*Brief*: Could you retype exactly the lines running from the line with "Query: parking lot" to the end of the data, both included, and nothing else?

═══ Excerpted records

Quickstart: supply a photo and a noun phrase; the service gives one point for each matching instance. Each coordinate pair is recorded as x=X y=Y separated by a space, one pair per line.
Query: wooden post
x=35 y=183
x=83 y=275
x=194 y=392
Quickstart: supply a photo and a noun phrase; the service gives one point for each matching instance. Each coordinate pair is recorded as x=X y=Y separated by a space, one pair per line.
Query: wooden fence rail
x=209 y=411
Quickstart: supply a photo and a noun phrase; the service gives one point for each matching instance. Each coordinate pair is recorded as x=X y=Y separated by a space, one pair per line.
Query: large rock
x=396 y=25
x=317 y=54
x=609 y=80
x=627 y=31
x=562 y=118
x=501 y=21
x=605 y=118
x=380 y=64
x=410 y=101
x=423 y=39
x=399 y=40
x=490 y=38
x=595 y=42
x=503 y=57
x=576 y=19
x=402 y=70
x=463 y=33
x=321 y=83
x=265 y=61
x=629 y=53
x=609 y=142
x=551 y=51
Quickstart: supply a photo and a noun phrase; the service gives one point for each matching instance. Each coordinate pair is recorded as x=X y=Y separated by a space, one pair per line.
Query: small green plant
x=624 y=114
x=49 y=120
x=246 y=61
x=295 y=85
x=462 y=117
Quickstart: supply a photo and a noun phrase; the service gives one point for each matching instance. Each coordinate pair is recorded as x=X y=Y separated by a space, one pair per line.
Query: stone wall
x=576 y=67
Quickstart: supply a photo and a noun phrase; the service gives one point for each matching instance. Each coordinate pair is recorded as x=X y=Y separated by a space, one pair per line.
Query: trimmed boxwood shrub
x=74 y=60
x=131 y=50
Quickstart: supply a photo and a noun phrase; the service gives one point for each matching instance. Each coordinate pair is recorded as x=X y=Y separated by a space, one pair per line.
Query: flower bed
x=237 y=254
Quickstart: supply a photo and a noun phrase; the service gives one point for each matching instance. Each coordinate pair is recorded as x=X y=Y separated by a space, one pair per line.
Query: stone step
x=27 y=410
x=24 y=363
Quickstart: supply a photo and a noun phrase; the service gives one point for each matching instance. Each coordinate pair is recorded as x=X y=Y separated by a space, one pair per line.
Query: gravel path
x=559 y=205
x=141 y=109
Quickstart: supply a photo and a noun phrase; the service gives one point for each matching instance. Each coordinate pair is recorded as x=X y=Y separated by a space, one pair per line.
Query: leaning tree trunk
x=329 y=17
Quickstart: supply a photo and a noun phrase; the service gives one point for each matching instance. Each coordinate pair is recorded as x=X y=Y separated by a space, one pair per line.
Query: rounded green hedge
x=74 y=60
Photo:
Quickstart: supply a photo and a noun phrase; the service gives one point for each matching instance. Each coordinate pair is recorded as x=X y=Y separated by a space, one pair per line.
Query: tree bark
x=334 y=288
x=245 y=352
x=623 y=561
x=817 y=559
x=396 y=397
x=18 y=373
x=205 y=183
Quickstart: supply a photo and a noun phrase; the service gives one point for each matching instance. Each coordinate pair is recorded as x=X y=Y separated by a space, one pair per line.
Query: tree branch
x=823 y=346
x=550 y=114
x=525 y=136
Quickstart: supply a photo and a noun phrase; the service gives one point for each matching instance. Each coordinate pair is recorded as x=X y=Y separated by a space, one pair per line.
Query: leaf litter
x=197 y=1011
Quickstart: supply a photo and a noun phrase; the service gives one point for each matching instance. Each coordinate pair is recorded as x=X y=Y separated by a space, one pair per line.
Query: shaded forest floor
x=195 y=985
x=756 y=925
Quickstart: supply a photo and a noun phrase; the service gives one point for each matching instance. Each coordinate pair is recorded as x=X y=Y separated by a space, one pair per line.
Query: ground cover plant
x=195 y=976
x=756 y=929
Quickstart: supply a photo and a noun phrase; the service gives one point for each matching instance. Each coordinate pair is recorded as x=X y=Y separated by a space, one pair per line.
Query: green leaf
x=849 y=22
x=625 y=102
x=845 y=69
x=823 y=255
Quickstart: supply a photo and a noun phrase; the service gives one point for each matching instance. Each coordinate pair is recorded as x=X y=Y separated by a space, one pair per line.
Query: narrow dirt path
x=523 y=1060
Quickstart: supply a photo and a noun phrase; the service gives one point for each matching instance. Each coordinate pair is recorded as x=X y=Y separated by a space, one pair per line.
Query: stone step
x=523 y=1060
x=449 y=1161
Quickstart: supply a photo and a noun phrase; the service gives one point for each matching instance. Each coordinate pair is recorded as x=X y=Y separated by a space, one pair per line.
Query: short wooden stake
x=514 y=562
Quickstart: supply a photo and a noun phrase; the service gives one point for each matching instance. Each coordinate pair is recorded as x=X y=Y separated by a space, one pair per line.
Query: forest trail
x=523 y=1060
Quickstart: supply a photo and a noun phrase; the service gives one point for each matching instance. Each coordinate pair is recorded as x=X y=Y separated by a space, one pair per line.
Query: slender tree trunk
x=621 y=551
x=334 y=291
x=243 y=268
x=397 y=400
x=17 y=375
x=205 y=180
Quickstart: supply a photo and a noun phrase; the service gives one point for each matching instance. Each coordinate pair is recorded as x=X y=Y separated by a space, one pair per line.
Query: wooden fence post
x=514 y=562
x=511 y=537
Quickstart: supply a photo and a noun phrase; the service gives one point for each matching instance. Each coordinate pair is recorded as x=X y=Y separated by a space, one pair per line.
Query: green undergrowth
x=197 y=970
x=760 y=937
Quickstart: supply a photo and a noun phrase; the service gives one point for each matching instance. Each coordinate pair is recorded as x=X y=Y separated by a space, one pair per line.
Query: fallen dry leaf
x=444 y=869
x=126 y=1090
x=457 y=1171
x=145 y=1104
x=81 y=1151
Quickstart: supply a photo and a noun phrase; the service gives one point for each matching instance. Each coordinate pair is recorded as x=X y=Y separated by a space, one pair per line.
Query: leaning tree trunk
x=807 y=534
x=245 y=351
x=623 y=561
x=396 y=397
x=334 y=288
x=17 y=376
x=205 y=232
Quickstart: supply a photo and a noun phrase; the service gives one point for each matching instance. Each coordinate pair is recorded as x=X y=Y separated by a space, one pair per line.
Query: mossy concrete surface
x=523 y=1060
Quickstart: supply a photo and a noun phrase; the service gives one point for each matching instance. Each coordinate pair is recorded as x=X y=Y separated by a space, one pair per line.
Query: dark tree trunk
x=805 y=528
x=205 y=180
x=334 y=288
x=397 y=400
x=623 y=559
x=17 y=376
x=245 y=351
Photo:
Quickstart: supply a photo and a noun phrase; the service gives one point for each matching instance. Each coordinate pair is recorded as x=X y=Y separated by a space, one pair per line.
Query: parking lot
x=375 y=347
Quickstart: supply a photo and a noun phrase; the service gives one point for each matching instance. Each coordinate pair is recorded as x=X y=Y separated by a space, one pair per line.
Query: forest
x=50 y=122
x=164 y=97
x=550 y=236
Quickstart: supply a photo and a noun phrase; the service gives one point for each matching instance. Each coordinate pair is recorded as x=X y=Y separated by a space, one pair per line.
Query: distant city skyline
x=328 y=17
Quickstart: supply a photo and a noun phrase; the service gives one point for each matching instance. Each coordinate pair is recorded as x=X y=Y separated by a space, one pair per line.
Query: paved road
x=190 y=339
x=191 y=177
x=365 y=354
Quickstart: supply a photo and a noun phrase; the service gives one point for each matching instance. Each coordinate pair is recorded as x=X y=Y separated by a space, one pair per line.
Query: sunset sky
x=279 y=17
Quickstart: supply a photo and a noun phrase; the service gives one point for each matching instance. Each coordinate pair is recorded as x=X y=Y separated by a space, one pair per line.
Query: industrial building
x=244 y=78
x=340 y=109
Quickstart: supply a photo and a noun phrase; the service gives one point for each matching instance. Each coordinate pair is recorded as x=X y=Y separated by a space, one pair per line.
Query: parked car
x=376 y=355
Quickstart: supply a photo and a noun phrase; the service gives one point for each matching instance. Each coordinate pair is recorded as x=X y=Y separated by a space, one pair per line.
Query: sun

══════

*Completed task*:
Query: parking lot
x=375 y=347
Quickstart: supply a photo and a noun phrase; the service gives one point for each matching instance. Each coordinate pair is recorded as x=X y=Y separated by a space, one pair per line.
Query: forest
x=50 y=122
x=164 y=97
x=550 y=236
Quickstart: supply a photo and a noun phrase; the service gives one point for each matching instance. Each coordinate pair is recorded as x=X y=Y separated by a space, one pair per line.
Query: distant city skyline
x=328 y=17
Quickstart: supply a photo and a noun phrase; the service gives one point for each matching instance. Each coordinate pair is recorded as x=X y=Y separated by a space, one pair per line.
Query: paved road
x=190 y=339
x=191 y=177
x=365 y=354
Quickstart: supply a photo and a noun phrase; the service gives one point for each matching instance. Each coordinate pair is recorded as x=X y=Y separated by a space, one pair per line.
Query: sunset sky
x=279 y=17
Quickstart: supply a photo and a noun phrase; the service gives one point for each matching instance. Each coordinate pair is recorded as x=X y=Y separated by a space, one pair per line.
Query: industrial building
x=244 y=78
x=340 y=109
Quickstart: supply a photo and a noun phrase; the service gives one point for each matching instance. Each coordinate pair is recorded as x=X y=Y separated by a space, one pair per line.
Query: parked car
x=376 y=355
Quickstart: supply a photo and a noun phrase; the service gives one point for each matching instance. Each coordinate pair is recorded as x=X y=Y separated by a space, one pair per line.
Query: sun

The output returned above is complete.